start Records
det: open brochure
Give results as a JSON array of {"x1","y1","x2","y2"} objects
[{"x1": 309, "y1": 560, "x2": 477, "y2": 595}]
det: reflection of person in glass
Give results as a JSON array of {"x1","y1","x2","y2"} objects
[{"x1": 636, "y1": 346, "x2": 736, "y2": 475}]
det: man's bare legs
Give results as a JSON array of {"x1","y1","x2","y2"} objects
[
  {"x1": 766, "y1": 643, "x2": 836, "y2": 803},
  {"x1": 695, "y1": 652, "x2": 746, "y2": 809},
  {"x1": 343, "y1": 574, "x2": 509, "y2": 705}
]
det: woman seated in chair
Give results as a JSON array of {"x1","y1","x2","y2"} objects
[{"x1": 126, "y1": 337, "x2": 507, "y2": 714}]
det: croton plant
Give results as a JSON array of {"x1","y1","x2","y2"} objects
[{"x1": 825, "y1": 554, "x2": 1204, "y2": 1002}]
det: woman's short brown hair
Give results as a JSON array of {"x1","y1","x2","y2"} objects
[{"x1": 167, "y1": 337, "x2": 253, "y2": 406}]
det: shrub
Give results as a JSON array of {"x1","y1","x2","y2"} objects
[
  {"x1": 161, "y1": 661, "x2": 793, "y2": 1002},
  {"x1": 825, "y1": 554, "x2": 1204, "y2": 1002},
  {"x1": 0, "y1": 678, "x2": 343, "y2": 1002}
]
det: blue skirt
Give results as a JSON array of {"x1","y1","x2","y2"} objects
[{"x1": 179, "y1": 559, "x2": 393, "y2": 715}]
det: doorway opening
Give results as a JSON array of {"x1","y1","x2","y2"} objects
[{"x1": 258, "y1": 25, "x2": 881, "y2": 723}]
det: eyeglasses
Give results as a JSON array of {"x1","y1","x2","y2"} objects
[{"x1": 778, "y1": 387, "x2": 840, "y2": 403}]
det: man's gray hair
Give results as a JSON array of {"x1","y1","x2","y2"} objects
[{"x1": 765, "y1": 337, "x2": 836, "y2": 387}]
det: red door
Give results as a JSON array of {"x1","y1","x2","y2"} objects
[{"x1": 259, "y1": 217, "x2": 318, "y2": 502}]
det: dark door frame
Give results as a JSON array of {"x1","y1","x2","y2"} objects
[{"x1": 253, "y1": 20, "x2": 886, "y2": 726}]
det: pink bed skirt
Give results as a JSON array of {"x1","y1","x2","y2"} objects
end Records
Exercise brief:
Show each line of the data above that contains the word "woman".

Reply:
det: woman seated in chair
det: woman's short brown hair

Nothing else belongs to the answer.